** START OF Given entries **
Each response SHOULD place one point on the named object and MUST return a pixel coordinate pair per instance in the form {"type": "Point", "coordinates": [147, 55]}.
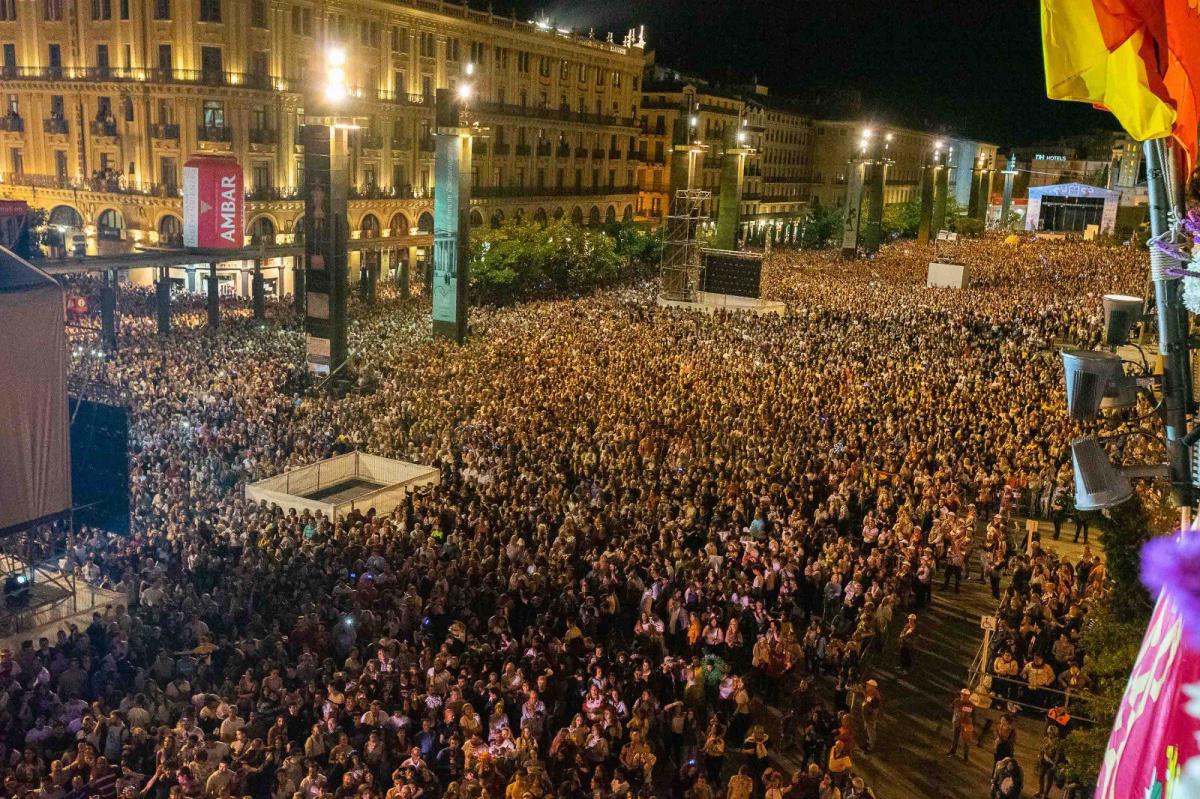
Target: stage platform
{"type": "Point", "coordinates": [343, 484]}
{"type": "Point", "coordinates": [55, 604]}
{"type": "Point", "coordinates": [709, 302]}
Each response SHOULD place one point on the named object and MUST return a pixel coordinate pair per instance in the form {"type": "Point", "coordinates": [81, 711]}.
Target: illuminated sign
{"type": "Point", "coordinates": [214, 204]}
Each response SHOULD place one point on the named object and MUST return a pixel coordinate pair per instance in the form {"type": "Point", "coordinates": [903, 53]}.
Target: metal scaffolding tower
{"type": "Point", "coordinates": [681, 266]}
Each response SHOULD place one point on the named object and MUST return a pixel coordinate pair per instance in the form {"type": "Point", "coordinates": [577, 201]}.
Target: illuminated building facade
{"type": "Point", "coordinates": [106, 100]}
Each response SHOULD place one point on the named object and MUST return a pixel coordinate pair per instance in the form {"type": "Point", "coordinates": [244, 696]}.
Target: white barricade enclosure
{"type": "Point", "coordinates": [342, 484]}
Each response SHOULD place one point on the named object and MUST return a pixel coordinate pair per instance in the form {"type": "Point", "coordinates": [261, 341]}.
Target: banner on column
{"type": "Point", "coordinates": [447, 174]}
{"type": "Point", "coordinates": [853, 206]}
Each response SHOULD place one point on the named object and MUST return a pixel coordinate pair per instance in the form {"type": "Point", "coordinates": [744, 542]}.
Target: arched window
{"type": "Point", "coordinates": [109, 224]}
{"type": "Point", "coordinates": [171, 232]}
{"type": "Point", "coordinates": [64, 216]}
{"type": "Point", "coordinates": [370, 227]}
{"type": "Point", "coordinates": [262, 230]}
{"type": "Point", "coordinates": [399, 224]}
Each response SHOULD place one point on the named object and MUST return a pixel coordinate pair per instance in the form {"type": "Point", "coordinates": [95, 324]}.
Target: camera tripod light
{"type": "Point", "coordinates": [1121, 313]}
{"type": "Point", "coordinates": [1096, 380]}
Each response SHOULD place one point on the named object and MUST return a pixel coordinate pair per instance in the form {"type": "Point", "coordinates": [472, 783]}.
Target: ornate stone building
{"type": "Point", "coordinates": [106, 100]}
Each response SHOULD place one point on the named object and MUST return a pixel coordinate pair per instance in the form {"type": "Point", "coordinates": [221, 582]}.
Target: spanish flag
{"type": "Point", "coordinates": [1139, 59]}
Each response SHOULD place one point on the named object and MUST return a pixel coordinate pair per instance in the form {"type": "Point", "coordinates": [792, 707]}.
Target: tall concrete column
{"type": "Point", "coordinates": [162, 300]}
{"type": "Point", "coordinates": [873, 233]}
{"type": "Point", "coordinates": [298, 286]}
{"type": "Point", "coordinates": [108, 324]}
{"type": "Point", "coordinates": [214, 298]}
{"type": "Point", "coordinates": [1007, 205]}
{"type": "Point", "coordinates": [941, 197]}
{"type": "Point", "coordinates": [927, 203]}
{"type": "Point", "coordinates": [732, 175]}
{"type": "Point", "coordinates": [258, 292]}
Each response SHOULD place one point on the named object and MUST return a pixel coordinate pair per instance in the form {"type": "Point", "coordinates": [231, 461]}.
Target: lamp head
{"type": "Point", "coordinates": [1098, 484]}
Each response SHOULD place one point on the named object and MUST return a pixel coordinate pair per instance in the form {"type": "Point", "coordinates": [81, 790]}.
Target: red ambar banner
{"type": "Point", "coordinates": [214, 204]}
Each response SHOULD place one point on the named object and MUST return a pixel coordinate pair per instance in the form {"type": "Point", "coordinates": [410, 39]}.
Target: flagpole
{"type": "Point", "coordinates": [1173, 325]}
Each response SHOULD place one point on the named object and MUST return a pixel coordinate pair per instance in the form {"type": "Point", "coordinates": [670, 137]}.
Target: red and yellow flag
{"type": "Point", "coordinates": [1139, 59]}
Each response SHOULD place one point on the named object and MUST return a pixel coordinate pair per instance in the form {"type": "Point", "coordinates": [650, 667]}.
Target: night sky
{"type": "Point", "coordinates": [970, 66]}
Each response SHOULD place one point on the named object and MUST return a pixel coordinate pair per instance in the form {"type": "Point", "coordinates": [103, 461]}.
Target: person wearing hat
{"type": "Point", "coordinates": [907, 637]}
{"type": "Point", "coordinates": [873, 702]}
{"type": "Point", "coordinates": [963, 722]}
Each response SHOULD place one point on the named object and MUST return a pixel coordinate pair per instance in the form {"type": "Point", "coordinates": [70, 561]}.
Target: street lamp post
{"type": "Point", "coordinates": [327, 224]}
{"type": "Point", "coordinates": [451, 214]}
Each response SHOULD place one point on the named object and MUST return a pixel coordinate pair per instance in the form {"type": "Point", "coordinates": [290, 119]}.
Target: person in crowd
{"type": "Point", "coordinates": [651, 526]}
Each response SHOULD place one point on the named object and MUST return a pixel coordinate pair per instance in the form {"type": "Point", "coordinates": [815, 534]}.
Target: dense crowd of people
{"type": "Point", "coordinates": [657, 534]}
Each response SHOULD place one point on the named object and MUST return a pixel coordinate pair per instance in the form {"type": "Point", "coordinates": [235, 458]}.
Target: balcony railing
{"type": "Point", "coordinates": [165, 131]}
{"type": "Point", "coordinates": [215, 133]}
{"type": "Point", "coordinates": [103, 127]}
{"type": "Point", "coordinates": [400, 97]}
{"type": "Point", "coordinates": [262, 193]}
{"type": "Point", "coordinates": [492, 192]}
{"type": "Point", "coordinates": [108, 185]}
{"type": "Point", "coordinates": [559, 114]}
{"type": "Point", "coordinates": [385, 192]}
{"type": "Point", "coordinates": [136, 74]}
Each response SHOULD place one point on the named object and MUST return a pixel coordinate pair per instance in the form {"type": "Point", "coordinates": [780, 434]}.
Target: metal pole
{"type": "Point", "coordinates": [214, 298]}
{"type": "Point", "coordinates": [1173, 324]}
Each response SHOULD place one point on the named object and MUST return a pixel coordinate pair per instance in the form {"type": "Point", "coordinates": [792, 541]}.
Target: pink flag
{"type": "Point", "coordinates": [1153, 734]}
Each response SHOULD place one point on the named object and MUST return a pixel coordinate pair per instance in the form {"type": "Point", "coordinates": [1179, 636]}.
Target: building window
{"type": "Point", "coordinates": [210, 10]}
{"type": "Point", "coordinates": [168, 173]}
{"type": "Point", "coordinates": [301, 20]}
{"type": "Point", "coordinates": [262, 176]}
{"type": "Point", "coordinates": [214, 113]}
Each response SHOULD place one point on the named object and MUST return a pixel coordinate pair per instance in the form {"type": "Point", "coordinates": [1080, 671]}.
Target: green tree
{"type": "Point", "coordinates": [821, 227]}
{"type": "Point", "coordinates": [527, 259]}
{"type": "Point", "coordinates": [901, 220]}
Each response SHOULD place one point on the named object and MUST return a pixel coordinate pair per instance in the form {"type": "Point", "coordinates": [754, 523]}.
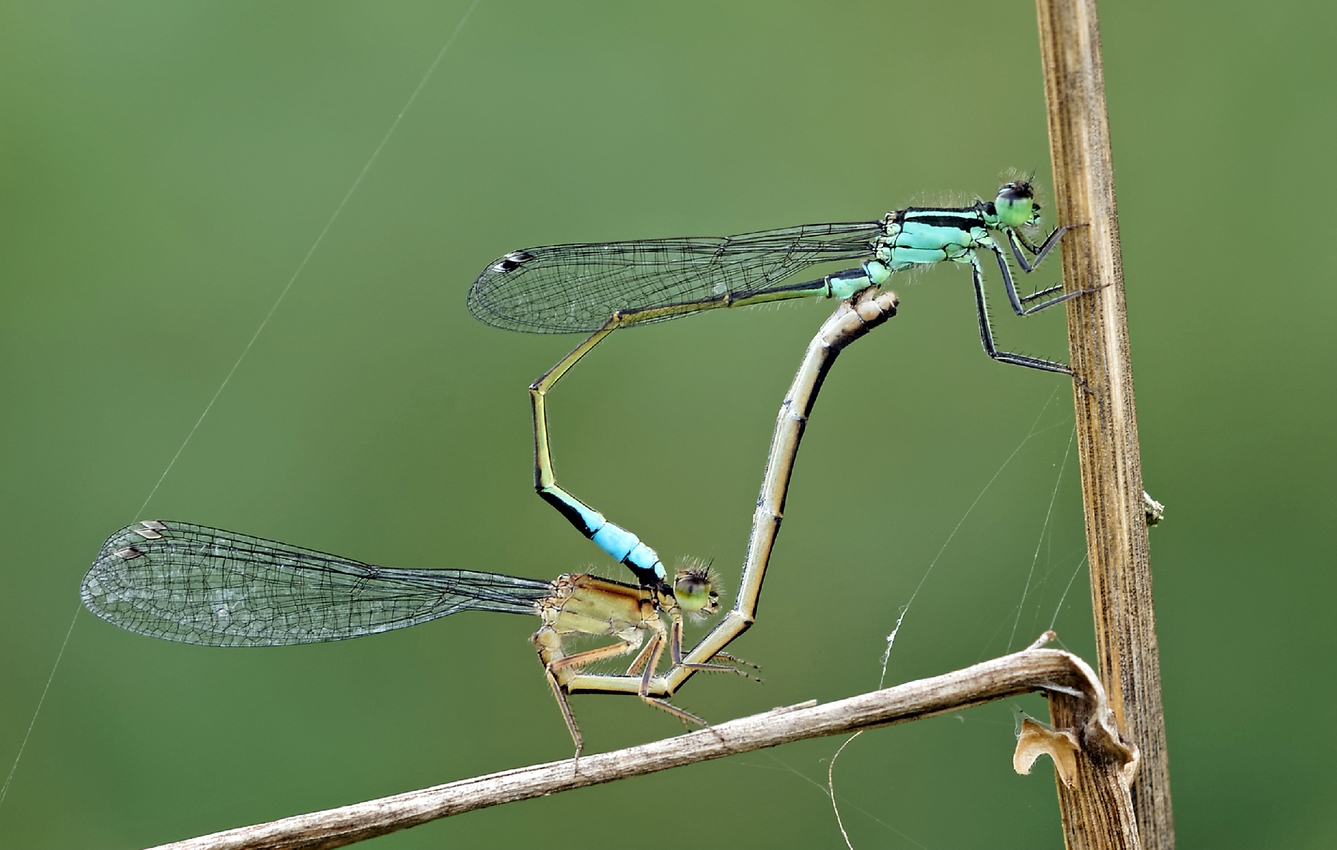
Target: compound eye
{"type": "Point", "coordinates": [1015, 205]}
{"type": "Point", "coordinates": [695, 591]}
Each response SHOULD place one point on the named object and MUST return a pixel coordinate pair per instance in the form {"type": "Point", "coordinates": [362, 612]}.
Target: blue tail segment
{"type": "Point", "coordinates": [621, 544]}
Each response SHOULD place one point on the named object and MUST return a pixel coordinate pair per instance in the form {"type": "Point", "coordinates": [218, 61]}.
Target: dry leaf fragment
{"type": "Point", "coordinates": [1035, 741]}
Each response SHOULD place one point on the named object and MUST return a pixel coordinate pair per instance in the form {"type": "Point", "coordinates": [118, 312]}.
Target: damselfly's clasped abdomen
{"type": "Point", "coordinates": [598, 288]}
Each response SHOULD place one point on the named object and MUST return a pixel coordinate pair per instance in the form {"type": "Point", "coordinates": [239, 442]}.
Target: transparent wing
{"type": "Point", "coordinates": [206, 586]}
{"type": "Point", "coordinates": [576, 288]}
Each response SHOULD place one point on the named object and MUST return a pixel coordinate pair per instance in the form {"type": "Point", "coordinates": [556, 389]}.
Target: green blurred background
{"type": "Point", "coordinates": [167, 166]}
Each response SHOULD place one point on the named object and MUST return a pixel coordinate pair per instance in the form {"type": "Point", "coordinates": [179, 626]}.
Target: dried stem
{"type": "Point", "coordinates": [1070, 682]}
{"type": "Point", "coordinates": [1106, 416]}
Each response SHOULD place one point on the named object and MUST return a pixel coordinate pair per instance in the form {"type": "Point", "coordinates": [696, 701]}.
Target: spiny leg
{"type": "Point", "coordinates": [987, 329]}
{"type": "Point", "coordinates": [657, 647]}
{"type": "Point", "coordinates": [548, 640]}
{"type": "Point", "coordinates": [638, 666]}
{"type": "Point", "coordinates": [1018, 241]}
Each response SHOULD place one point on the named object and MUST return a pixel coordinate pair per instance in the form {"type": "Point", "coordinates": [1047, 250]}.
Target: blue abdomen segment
{"type": "Point", "coordinates": [619, 543]}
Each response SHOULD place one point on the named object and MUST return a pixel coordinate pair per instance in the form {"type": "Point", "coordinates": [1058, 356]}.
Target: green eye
{"type": "Point", "coordinates": [1015, 205]}
{"type": "Point", "coordinates": [695, 591]}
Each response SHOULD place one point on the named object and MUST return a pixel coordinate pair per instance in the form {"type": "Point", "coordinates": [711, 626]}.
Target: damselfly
{"type": "Point", "coordinates": [211, 587]}
{"type": "Point", "coordinates": [599, 288]}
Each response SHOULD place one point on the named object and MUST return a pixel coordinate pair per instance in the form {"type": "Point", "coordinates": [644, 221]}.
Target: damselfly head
{"type": "Point", "coordinates": [697, 588]}
{"type": "Point", "coordinates": [1015, 205]}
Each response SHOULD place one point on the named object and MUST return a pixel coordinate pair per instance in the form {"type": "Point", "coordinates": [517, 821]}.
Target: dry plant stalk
{"type": "Point", "coordinates": [1068, 680]}
{"type": "Point", "coordinates": [1106, 416]}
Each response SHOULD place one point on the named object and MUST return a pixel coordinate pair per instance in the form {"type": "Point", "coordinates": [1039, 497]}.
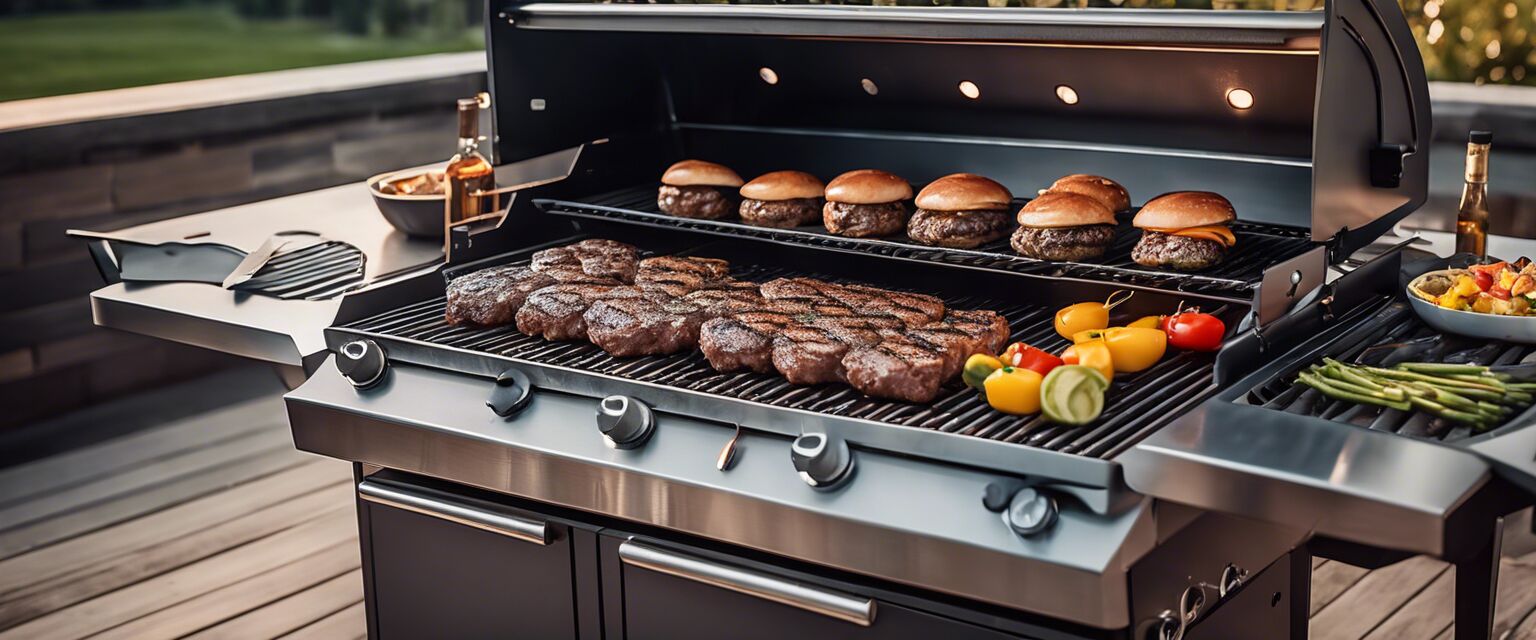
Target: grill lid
{"type": "Point", "coordinates": [1314, 120]}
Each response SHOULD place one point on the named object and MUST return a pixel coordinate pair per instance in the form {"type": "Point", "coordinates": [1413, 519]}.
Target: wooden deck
{"type": "Point", "coordinates": [214, 527]}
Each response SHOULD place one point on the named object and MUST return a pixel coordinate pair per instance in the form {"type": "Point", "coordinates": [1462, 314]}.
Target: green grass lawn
{"type": "Point", "coordinates": [76, 52]}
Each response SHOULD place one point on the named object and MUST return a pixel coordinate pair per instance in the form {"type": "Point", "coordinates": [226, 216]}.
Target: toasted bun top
{"type": "Point", "coordinates": [1054, 211]}
{"type": "Point", "coordinates": [1099, 188]}
{"type": "Point", "coordinates": [701, 174]}
{"type": "Point", "coordinates": [1183, 211]}
{"type": "Point", "coordinates": [868, 186]}
{"type": "Point", "coordinates": [784, 184]}
{"type": "Point", "coordinates": [963, 192]}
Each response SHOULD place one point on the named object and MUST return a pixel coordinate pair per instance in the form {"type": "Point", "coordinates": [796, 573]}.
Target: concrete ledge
{"type": "Point", "coordinates": [200, 94]}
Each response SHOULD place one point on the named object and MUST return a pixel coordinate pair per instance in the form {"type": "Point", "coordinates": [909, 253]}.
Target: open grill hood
{"type": "Point", "coordinates": [1335, 140]}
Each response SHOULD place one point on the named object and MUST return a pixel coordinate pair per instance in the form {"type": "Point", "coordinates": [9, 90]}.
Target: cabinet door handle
{"type": "Point", "coordinates": [453, 508]}
{"type": "Point", "coordinates": [814, 599]}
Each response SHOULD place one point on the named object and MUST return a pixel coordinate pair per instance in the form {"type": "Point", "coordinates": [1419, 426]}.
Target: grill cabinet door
{"type": "Point", "coordinates": [679, 596]}
{"type": "Point", "coordinates": [452, 567]}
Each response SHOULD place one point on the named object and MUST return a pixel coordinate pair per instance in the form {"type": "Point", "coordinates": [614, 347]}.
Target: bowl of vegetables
{"type": "Point", "coordinates": [1492, 301]}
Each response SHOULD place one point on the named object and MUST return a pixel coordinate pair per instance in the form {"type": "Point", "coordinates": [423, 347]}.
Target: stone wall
{"type": "Point", "coordinates": [109, 172]}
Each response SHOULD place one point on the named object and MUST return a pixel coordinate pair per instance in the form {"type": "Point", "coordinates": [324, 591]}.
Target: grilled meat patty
{"type": "Point", "coordinates": [810, 353]}
{"type": "Point", "coordinates": [556, 312]}
{"type": "Point", "coordinates": [1063, 243]}
{"type": "Point", "coordinates": [959, 229]}
{"type": "Point", "coordinates": [742, 339]}
{"type": "Point", "coordinates": [864, 220]}
{"type": "Point", "coordinates": [598, 258]}
{"type": "Point", "coordinates": [641, 323]}
{"type": "Point", "coordinates": [781, 214]}
{"type": "Point", "coordinates": [693, 201]}
{"type": "Point", "coordinates": [911, 309]}
{"type": "Point", "coordinates": [1165, 250]}
{"type": "Point", "coordinates": [679, 275]}
{"type": "Point", "coordinates": [730, 296]}
{"type": "Point", "coordinates": [492, 296]}
{"type": "Point", "coordinates": [899, 367]}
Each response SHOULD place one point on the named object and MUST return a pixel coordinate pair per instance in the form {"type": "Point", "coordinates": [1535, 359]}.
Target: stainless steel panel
{"type": "Point", "coordinates": [1332, 479]}
{"type": "Point", "coordinates": [453, 508]}
{"type": "Point", "coordinates": [902, 521]}
{"type": "Point", "coordinates": [814, 599]}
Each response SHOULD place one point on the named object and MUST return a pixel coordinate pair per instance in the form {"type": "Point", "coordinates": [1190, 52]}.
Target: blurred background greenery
{"type": "Point", "coordinates": [65, 46]}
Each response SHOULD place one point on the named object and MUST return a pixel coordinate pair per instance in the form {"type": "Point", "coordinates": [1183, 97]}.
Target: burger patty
{"type": "Point", "coordinates": [599, 258]}
{"type": "Point", "coordinates": [492, 296]}
{"type": "Point", "coordinates": [639, 323]}
{"type": "Point", "coordinates": [897, 367]}
{"type": "Point", "coordinates": [781, 214]}
{"type": "Point", "coordinates": [556, 312]}
{"type": "Point", "coordinates": [681, 275]}
{"type": "Point", "coordinates": [1065, 243]}
{"type": "Point", "coordinates": [742, 339]}
{"type": "Point", "coordinates": [693, 201]}
{"type": "Point", "coordinates": [864, 220]}
{"type": "Point", "coordinates": [1177, 252]}
{"type": "Point", "coordinates": [959, 229]}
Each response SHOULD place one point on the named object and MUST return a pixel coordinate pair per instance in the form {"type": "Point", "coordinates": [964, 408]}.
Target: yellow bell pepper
{"type": "Point", "coordinates": [1088, 315]}
{"type": "Point", "coordinates": [1014, 390]}
{"type": "Point", "coordinates": [1092, 353]}
{"type": "Point", "coordinates": [977, 369]}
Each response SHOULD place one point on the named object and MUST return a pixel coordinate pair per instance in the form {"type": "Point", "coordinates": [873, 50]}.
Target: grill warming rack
{"type": "Point", "coordinates": [956, 427]}
{"type": "Point", "coordinates": [1258, 247]}
{"type": "Point", "coordinates": [1390, 335]}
** END OF Given entries **
Display each line of the material above that contains the word "concrete", copied in full.

**Finished answer**
Target: tall concrete column
Target: concrete ledge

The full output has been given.